> [What is required]:
Transcribe the stretch of the listing from the line containing "of the calm" through the end of the listing.

## START Data for this task

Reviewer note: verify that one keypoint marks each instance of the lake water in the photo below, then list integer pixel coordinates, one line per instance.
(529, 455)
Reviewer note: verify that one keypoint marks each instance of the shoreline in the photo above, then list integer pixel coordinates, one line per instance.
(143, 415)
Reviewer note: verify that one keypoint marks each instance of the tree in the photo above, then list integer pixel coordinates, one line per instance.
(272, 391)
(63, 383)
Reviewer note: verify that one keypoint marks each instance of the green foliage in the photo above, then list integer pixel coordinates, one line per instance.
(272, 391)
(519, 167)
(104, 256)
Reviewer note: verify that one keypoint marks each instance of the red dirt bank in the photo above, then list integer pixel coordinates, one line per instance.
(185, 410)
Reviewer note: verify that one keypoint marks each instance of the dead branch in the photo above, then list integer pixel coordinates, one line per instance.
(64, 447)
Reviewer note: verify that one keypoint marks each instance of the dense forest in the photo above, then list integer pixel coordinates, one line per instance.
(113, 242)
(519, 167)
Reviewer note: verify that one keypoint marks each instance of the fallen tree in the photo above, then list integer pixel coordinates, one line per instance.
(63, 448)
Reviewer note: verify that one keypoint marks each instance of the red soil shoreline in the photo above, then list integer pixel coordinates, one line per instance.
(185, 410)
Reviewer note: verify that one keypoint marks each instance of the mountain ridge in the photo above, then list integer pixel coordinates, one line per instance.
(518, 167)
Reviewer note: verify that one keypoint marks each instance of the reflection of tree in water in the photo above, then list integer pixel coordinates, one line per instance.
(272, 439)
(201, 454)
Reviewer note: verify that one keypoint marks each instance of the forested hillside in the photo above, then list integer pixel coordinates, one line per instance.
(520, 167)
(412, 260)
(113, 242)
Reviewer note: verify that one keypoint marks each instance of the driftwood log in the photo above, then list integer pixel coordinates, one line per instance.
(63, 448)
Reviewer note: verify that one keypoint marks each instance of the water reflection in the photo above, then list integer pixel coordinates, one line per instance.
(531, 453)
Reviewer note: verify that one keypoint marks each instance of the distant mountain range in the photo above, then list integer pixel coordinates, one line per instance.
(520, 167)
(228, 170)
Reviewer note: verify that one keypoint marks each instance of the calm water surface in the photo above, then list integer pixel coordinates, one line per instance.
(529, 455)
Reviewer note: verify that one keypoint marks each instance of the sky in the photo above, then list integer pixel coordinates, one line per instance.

## END Data for this task

> [Worked answer]:
Reviewer note: verify that one keypoint marks each instance of the calm water surface in the photo above, then list integer pixel coordinates, one line per instance.
(529, 455)
Reviewer note: verify that one keypoint marks each instance of the sky in the photo above, then list integer pixel coordinates, one line per instance.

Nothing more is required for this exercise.